Directive:
Display every line of the records below that contains the word "lamp", copying each one in full.

Dataset content:

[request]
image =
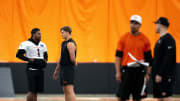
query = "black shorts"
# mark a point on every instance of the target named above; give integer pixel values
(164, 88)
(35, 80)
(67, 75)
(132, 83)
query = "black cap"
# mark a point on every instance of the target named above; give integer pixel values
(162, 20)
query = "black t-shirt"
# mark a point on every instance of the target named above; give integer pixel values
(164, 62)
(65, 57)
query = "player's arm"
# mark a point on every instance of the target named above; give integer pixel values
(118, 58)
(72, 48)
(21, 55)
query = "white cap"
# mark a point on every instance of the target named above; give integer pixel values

* * *

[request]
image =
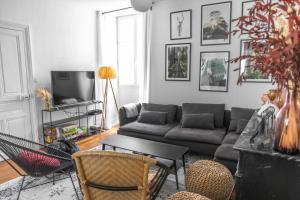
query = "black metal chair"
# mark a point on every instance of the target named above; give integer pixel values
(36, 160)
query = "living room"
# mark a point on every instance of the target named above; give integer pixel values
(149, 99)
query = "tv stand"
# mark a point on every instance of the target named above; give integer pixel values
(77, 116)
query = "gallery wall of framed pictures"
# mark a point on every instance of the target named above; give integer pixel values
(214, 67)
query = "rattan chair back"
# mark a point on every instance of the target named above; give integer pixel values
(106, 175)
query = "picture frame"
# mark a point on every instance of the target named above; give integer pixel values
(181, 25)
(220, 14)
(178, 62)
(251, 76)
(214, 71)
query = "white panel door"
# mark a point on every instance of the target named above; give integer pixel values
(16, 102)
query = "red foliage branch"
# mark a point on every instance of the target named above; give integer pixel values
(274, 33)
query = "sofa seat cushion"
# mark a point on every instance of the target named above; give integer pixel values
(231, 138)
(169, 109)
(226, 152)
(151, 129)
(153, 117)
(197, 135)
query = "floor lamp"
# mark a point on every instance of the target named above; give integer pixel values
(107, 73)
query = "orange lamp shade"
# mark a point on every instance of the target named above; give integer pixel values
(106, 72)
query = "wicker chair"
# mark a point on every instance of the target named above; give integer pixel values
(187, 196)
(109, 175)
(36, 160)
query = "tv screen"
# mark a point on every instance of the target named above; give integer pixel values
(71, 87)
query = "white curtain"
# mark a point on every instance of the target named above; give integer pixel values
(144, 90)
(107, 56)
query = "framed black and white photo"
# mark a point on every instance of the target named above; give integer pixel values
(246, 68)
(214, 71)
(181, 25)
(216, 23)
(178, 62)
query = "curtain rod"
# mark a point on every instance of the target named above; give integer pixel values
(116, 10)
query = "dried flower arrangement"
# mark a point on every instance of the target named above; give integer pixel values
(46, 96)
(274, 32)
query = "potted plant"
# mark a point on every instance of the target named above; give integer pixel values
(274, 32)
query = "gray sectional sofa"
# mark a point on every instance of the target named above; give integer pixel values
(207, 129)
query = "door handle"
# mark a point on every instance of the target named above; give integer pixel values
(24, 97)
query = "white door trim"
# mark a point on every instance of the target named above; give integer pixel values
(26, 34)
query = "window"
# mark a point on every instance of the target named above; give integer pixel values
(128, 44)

Task answer:
query = "floor lamp"
query = "orange lamp shade"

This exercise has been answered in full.